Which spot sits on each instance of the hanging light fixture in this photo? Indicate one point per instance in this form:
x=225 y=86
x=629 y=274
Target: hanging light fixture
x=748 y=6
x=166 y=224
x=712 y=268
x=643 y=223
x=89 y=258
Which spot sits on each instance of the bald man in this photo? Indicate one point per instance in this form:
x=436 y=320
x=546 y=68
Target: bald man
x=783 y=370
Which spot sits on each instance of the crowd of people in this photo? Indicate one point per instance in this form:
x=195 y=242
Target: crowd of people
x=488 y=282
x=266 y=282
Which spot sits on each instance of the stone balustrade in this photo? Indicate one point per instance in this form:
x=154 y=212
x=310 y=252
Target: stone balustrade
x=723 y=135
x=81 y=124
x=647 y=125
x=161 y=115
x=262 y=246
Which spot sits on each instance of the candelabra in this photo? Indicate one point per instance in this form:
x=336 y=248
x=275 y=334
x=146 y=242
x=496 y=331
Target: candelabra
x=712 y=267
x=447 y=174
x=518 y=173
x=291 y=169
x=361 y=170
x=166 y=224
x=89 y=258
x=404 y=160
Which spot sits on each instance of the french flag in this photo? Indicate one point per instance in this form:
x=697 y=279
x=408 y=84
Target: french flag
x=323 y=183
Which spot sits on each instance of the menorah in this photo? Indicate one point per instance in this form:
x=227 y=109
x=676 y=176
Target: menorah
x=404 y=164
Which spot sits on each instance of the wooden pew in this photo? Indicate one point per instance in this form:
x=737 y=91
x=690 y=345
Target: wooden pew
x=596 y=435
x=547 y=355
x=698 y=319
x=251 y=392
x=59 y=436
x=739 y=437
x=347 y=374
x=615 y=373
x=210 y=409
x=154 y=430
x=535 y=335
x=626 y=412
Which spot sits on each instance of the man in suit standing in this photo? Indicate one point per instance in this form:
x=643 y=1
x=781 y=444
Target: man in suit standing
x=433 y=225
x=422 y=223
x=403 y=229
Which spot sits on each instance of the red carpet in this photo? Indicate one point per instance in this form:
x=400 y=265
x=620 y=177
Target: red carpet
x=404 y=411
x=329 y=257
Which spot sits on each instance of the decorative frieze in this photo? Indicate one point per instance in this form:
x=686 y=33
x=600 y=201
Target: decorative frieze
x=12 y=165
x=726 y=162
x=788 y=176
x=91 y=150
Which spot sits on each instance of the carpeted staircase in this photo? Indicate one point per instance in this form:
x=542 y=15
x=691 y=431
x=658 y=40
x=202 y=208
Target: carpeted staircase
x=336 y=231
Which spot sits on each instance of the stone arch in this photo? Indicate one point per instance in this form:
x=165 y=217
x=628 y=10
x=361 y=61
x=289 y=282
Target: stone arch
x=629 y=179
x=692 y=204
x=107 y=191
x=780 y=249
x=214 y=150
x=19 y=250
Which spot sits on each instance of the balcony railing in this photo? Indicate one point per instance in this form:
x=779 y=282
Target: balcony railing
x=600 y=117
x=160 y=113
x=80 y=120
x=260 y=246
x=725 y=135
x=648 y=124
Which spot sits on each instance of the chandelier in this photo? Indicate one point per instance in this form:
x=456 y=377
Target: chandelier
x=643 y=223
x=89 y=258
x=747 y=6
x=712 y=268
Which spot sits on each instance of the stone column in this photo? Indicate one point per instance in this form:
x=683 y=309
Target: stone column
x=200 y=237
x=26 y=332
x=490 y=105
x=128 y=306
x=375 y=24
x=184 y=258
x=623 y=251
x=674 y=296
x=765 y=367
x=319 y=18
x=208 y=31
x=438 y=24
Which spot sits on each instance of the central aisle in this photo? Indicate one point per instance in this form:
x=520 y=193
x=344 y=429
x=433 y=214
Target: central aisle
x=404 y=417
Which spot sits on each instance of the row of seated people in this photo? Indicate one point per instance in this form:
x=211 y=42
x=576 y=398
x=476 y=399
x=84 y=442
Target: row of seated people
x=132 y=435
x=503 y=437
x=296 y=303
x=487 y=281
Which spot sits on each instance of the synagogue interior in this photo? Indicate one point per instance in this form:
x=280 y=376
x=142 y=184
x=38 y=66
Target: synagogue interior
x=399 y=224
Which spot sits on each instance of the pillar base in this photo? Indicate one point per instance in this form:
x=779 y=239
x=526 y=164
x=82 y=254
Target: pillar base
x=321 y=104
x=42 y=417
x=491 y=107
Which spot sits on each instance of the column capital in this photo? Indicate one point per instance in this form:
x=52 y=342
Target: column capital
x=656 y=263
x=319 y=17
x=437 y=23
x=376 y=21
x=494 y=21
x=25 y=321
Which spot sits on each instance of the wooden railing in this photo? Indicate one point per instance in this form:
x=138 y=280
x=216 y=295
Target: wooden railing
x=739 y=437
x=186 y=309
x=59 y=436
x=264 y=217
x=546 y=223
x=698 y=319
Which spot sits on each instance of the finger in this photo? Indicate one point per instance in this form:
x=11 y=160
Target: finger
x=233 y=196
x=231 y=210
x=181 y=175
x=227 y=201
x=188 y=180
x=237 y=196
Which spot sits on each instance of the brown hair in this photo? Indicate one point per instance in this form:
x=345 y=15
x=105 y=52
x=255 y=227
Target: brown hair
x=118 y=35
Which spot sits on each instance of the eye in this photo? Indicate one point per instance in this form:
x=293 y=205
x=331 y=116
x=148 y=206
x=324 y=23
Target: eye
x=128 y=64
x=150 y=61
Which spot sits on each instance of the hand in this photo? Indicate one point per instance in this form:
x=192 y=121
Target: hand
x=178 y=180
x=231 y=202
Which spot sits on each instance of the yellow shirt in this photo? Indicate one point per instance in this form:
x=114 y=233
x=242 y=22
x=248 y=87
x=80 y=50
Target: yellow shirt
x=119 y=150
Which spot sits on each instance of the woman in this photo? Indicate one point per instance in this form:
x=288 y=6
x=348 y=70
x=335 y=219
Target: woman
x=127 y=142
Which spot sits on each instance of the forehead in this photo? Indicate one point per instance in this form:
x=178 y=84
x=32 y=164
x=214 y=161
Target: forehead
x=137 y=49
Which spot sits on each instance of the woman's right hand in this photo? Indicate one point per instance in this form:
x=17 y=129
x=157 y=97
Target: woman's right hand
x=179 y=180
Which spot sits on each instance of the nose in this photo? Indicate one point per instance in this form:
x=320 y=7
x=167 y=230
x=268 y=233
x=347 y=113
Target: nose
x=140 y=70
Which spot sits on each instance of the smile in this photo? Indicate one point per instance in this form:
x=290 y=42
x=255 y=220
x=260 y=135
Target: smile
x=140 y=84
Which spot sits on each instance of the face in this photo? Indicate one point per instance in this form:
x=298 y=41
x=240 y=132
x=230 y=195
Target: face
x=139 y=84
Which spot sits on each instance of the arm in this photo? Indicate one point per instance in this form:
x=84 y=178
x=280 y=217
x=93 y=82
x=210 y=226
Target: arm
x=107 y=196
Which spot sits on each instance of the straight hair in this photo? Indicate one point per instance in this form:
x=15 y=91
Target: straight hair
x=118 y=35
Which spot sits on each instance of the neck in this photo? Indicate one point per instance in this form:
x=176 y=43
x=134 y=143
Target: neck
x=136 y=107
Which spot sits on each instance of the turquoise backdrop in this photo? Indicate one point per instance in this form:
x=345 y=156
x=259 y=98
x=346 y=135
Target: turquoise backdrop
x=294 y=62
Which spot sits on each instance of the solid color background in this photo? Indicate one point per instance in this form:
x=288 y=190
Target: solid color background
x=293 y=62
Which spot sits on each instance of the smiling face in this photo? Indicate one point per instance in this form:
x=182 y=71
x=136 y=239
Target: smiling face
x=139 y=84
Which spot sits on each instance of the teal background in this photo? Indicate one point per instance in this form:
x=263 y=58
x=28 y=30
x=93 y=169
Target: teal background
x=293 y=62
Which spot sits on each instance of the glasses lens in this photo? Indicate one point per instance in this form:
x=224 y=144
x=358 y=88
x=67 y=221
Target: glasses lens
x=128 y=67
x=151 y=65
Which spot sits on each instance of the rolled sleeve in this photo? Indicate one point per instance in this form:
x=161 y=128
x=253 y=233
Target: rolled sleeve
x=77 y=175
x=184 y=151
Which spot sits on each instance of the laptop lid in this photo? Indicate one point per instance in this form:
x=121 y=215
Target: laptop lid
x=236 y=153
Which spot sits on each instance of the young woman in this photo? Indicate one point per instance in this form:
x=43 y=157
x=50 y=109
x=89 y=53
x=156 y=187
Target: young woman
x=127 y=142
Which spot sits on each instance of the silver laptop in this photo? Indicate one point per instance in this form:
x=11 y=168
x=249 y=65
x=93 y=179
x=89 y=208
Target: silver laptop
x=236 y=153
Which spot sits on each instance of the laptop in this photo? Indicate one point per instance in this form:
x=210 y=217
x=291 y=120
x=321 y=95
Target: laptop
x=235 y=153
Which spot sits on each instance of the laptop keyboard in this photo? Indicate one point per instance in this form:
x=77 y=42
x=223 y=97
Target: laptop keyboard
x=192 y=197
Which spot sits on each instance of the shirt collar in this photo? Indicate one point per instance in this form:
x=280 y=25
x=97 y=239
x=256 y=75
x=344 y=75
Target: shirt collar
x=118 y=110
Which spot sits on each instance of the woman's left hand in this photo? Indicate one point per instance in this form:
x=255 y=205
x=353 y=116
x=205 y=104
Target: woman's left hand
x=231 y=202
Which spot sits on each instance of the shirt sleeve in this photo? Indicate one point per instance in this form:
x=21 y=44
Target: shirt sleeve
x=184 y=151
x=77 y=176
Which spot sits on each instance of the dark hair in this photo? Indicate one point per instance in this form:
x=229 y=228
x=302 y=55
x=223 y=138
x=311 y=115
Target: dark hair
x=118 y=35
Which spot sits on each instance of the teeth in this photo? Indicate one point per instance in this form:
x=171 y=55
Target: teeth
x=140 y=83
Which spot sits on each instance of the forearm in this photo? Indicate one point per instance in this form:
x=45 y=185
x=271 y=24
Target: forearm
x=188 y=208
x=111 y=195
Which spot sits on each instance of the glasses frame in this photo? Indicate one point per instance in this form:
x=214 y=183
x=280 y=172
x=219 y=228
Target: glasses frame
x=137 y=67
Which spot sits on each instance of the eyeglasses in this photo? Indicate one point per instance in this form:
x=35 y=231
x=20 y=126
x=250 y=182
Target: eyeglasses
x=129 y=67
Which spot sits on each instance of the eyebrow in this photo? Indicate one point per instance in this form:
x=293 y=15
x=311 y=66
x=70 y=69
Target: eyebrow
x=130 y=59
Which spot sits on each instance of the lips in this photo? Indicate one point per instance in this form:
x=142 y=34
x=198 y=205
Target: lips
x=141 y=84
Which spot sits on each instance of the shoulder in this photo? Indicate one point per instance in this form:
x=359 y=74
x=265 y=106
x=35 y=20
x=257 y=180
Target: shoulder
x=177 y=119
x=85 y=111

════════════════

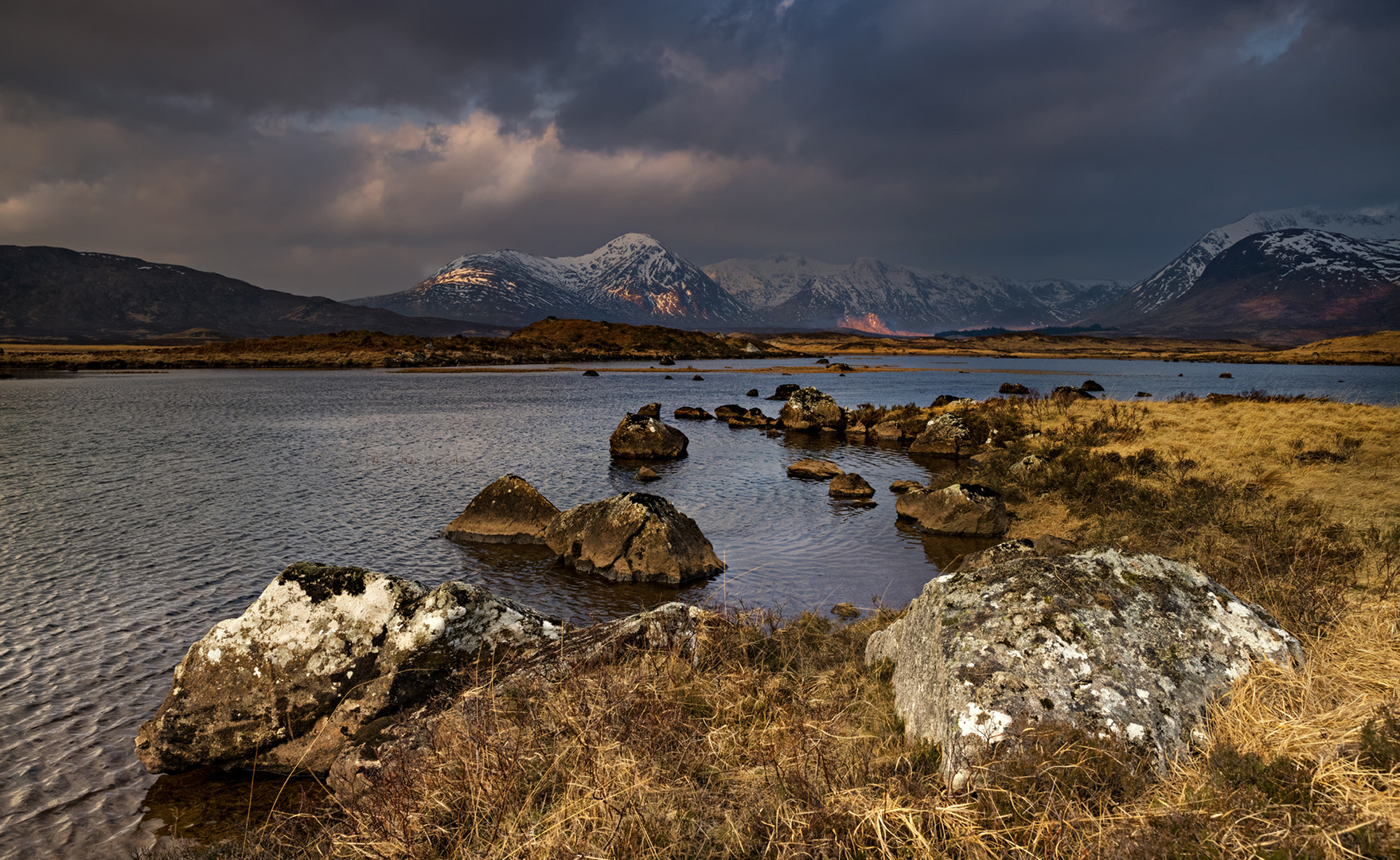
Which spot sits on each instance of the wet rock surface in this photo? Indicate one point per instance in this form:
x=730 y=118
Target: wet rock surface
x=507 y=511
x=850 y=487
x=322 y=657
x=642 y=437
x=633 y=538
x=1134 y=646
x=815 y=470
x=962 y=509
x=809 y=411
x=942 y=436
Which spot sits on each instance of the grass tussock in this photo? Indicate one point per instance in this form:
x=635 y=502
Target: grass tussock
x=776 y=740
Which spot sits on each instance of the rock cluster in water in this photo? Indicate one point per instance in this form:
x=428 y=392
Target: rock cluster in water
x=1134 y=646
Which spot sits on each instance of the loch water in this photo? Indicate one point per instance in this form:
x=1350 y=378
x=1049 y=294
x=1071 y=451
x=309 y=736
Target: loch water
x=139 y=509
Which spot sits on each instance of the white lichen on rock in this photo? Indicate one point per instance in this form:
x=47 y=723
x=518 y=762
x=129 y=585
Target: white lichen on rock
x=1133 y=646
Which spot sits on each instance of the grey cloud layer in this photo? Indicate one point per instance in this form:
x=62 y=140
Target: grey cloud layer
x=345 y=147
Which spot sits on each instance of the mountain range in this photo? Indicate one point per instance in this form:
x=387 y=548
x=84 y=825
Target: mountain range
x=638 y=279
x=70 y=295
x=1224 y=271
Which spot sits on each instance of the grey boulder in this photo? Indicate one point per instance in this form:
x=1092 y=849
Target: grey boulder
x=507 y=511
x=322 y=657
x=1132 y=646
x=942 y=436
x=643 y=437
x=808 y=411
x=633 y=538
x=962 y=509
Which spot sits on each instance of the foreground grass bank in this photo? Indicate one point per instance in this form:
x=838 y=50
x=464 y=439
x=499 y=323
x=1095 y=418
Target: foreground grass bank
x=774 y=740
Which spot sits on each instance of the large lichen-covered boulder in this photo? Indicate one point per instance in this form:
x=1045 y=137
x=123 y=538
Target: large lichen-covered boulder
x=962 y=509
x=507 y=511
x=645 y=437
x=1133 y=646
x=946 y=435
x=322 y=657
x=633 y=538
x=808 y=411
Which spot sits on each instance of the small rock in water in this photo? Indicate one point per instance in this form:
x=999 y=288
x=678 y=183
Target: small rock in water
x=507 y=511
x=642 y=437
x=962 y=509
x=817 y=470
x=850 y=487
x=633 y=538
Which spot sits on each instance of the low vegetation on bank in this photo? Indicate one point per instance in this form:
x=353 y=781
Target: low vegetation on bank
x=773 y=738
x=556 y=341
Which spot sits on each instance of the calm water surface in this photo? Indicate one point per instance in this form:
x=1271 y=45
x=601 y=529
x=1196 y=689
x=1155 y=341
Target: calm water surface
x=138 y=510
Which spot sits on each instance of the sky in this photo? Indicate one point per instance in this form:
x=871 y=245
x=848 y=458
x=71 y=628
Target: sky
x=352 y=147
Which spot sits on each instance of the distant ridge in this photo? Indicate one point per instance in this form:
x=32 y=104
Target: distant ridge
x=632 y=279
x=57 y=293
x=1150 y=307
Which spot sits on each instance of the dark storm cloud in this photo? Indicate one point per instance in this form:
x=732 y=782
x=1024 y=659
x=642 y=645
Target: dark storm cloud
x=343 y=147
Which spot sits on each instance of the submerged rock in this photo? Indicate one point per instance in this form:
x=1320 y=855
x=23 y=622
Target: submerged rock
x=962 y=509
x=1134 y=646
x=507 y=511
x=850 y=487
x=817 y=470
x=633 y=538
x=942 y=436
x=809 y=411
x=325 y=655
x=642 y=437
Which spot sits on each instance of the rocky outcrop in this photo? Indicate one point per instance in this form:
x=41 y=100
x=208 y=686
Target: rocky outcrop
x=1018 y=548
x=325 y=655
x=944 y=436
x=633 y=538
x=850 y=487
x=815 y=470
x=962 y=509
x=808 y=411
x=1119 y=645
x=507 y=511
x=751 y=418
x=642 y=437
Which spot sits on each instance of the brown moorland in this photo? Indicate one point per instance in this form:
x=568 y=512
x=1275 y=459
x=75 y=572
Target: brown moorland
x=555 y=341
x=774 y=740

════════════════

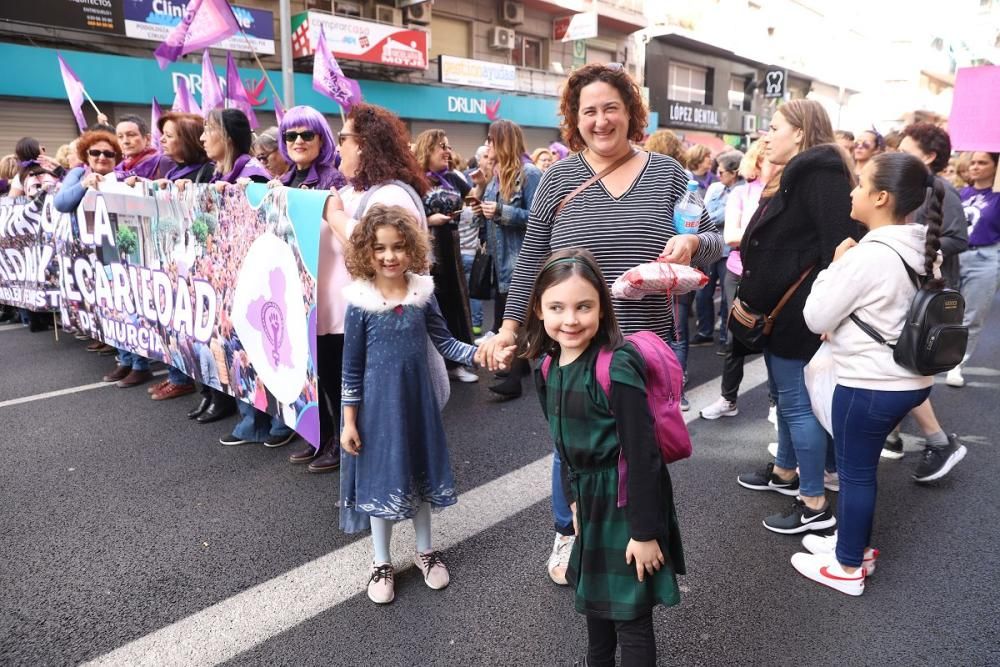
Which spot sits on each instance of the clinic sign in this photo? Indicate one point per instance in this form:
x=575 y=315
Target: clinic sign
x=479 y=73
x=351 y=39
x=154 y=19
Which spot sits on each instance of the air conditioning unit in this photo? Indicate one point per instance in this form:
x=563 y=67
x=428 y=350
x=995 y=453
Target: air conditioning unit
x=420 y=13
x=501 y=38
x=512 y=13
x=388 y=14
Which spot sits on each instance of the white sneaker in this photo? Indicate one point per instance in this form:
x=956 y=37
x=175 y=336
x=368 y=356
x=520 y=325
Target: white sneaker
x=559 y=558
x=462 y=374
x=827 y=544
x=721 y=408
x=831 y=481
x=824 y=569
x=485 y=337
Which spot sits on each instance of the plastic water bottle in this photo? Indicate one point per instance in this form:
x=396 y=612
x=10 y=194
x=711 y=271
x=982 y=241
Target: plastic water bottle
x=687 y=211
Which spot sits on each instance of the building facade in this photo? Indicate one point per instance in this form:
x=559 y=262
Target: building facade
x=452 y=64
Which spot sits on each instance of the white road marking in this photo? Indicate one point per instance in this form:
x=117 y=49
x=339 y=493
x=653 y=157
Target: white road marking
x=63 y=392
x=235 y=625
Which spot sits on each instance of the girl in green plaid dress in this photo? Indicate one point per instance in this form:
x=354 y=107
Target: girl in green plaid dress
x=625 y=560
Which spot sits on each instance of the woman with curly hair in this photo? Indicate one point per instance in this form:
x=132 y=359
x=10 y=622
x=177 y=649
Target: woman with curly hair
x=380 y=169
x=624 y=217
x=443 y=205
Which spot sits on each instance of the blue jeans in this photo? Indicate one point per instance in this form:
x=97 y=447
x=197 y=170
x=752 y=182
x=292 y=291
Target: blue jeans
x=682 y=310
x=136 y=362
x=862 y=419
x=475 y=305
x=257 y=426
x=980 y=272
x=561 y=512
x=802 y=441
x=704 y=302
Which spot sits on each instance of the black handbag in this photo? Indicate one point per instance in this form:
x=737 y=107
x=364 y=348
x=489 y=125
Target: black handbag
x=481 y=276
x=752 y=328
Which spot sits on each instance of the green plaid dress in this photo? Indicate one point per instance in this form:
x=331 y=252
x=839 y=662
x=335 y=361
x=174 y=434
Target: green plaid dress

════════════════

_Your task_. Beginning with the line holding "x=620 y=177" and ending with the line holding "x=165 y=217", write out the stretch of material above exactly; add no further lines.

_Response to the exercise_.
x=620 y=177
Target: red carpet
x=404 y=411
x=329 y=257
Which spot sits on each instance of the decorative frieze in this photo? Indicate one point per instance in this form:
x=686 y=33
x=600 y=201
Target: decorative frieze
x=12 y=165
x=726 y=162
x=788 y=176
x=91 y=150
Which spot sits on each instance of the carpeted staircase in this photo? Indicate one point per instance in this form:
x=542 y=15
x=691 y=431
x=658 y=40
x=202 y=208
Target: carpeted staircase
x=336 y=231
Which spot sits on each instance of the stone arch in this photo? Indicate one point per instance in this form:
x=165 y=217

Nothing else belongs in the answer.